Given request: Repeat every line of the data below word for word, leaving out the pictures.
=== Dataset entries ===
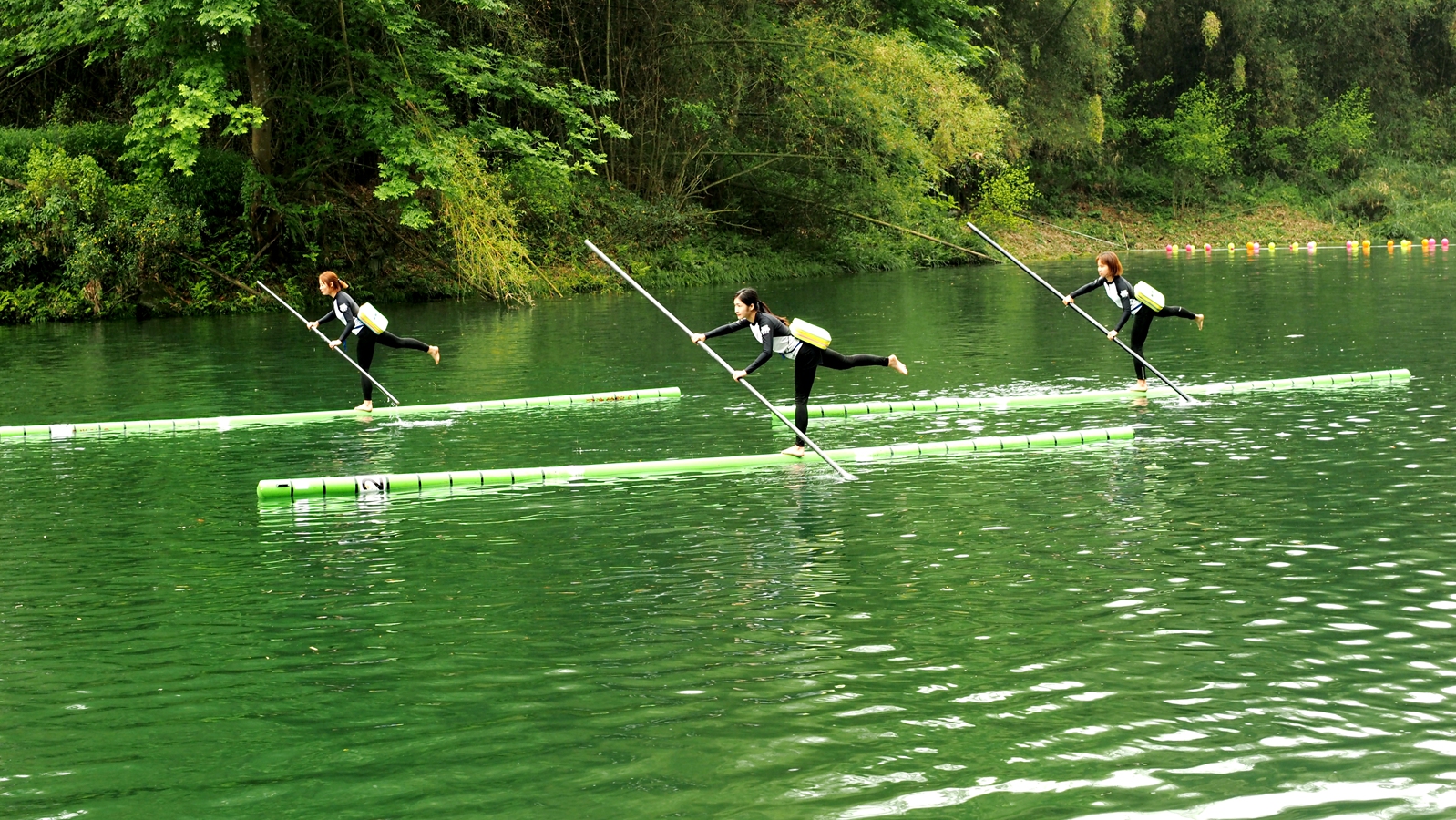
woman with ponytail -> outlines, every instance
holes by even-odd
[[[1096,288],[1107,291],[1107,297],[1112,300],[1123,309],[1123,318],[1117,320],[1117,326],[1108,331],[1107,338],[1115,339],[1123,331],[1123,325],[1128,319],[1133,319],[1133,341],[1128,345],[1133,352],[1143,355],[1143,344],[1147,342],[1147,331],[1153,326],[1153,318],[1156,316],[1178,316],[1179,319],[1192,319],[1198,323],[1198,329],[1203,329],[1203,313],[1194,313],[1187,307],[1178,307],[1175,304],[1168,304],[1159,309],[1143,304],[1134,296],[1134,287],[1127,284],[1123,278],[1123,261],[1117,258],[1117,253],[1111,251],[1104,251],[1096,258],[1096,278],[1088,284],[1079,287],[1077,290],[1069,293],[1061,299],[1063,304],[1072,304],[1083,293],[1092,293]],[[1147,368],[1137,358],[1133,358],[1133,374],[1137,377],[1137,385],[1133,386],[1137,392],[1147,390]]]
[[[427,345],[419,339],[399,338],[395,334],[390,334],[389,331],[384,331],[381,334],[374,332],[373,328],[370,328],[368,325],[364,323],[363,319],[360,319],[360,306],[357,301],[354,301],[352,296],[344,293],[347,287],[349,287],[349,283],[341,280],[339,275],[335,274],[333,271],[323,271],[322,274],[319,274],[319,293],[333,299],[333,307],[331,307],[329,312],[325,313],[323,318],[319,319],[317,322],[309,322],[309,329],[312,331],[319,325],[332,322],[333,319],[342,322],[344,332],[339,334],[339,338],[331,341],[329,347],[342,345],[344,341],[349,338],[349,334],[358,336],[360,348],[358,351],[355,351],[354,355],[358,358],[360,368],[363,368],[365,373],[368,371],[370,364],[374,363],[374,345],[377,344],[384,347],[392,347],[396,350],[397,348],[422,350],[430,354],[430,358],[435,360],[435,364],[440,364],[438,347]],[[367,376],[360,376],[360,385],[364,387],[364,402],[354,409],[373,412],[374,383],[370,382]]]
[[[844,355],[830,348],[817,348],[814,345],[804,344],[801,339],[795,338],[792,332],[789,332],[789,326],[783,323],[783,319],[779,319],[769,312],[769,306],[759,299],[759,291],[751,287],[745,287],[734,294],[732,312],[734,316],[738,318],[737,322],[713,328],[706,334],[693,334],[693,342],[697,344],[705,339],[741,331],[744,328],[753,331],[753,338],[763,344],[763,350],[759,351],[759,357],[753,360],[753,364],[743,370],[732,371],[734,380],[743,379],[744,376],[763,367],[763,363],[773,358],[773,354],[779,354],[783,358],[792,358],[794,425],[799,428],[799,433],[807,433],[810,428],[810,390],[814,389],[814,374],[818,371],[820,364],[833,370],[879,366],[890,367],[901,376],[910,373],[910,370],[906,368],[906,366],[901,364],[894,354],[888,358],[869,354]],[[798,437],[795,444],[785,450],[785,453],[802,457],[804,438]]]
===
Answer for this exercise:
woman with ponytail -> outlines, every instance
holes by even-odd
[[[1096,288],[1107,291],[1107,297],[1112,300],[1123,309],[1123,318],[1117,320],[1117,326],[1108,331],[1107,338],[1115,339],[1123,331],[1123,325],[1128,319],[1133,319],[1133,341],[1128,345],[1133,352],[1143,355],[1143,344],[1147,342],[1147,331],[1153,326],[1153,318],[1156,316],[1178,316],[1179,319],[1192,319],[1198,323],[1198,329],[1203,329],[1203,313],[1194,313],[1187,307],[1178,307],[1175,304],[1168,304],[1159,309],[1143,304],[1134,296],[1134,287],[1127,284],[1123,278],[1123,261],[1117,258],[1117,253],[1111,251],[1104,251],[1096,258],[1096,278],[1088,284],[1079,287],[1077,290],[1069,293],[1061,299],[1063,304],[1072,304],[1083,293],[1092,293]],[[1147,368],[1137,358],[1133,358],[1133,374],[1137,377],[1137,385],[1133,386],[1137,392],[1147,390]]]
[[[427,345],[419,339],[399,338],[395,334],[390,334],[389,331],[384,331],[381,334],[374,332],[373,328],[370,328],[368,325],[364,323],[363,319],[360,319],[360,306],[357,301],[354,301],[352,296],[344,293],[347,287],[349,287],[349,283],[341,280],[339,275],[335,274],[333,271],[323,271],[322,274],[319,274],[319,293],[333,299],[333,307],[331,307],[329,312],[325,313],[323,318],[319,319],[317,322],[309,322],[309,329],[312,331],[319,325],[332,322],[333,319],[342,322],[344,332],[339,334],[339,338],[331,341],[329,347],[342,345],[344,341],[349,338],[349,334],[358,336],[360,348],[358,351],[355,351],[354,355],[358,358],[360,368],[363,368],[365,373],[368,371],[370,364],[374,363],[374,345],[377,344],[384,347],[392,347],[396,350],[397,348],[422,350],[430,354],[430,358],[435,360],[435,364],[440,364],[438,347]],[[367,376],[360,376],[360,385],[364,387],[364,402],[354,409],[373,412],[374,383],[370,382]]]
[[[844,355],[830,348],[817,348],[814,345],[804,344],[801,339],[795,338],[792,332],[789,332],[789,326],[783,323],[783,319],[779,319],[769,312],[769,306],[759,299],[759,291],[751,287],[745,287],[734,294],[732,312],[734,316],[738,318],[737,322],[713,328],[706,334],[693,334],[693,342],[697,344],[705,339],[741,331],[744,328],[753,331],[753,338],[763,344],[763,350],[759,351],[759,357],[753,360],[753,364],[743,370],[732,371],[734,380],[743,379],[744,376],[763,367],[763,363],[773,358],[773,354],[779,354],[783,358],[792,358],[794,425],[799,428],[799,433],[807,433],[810,428],[810,390],[814,389],[814,374],[818,371],[820,364],[833,370],[879,366],[890,367],[901,376],[910,373],[910,370],[906,368],[906,366],[901,364],[894,354],[888,358],[869,354]],[[798,437],[795,444],[785,450],[785,453],[802,457],[804,438]]]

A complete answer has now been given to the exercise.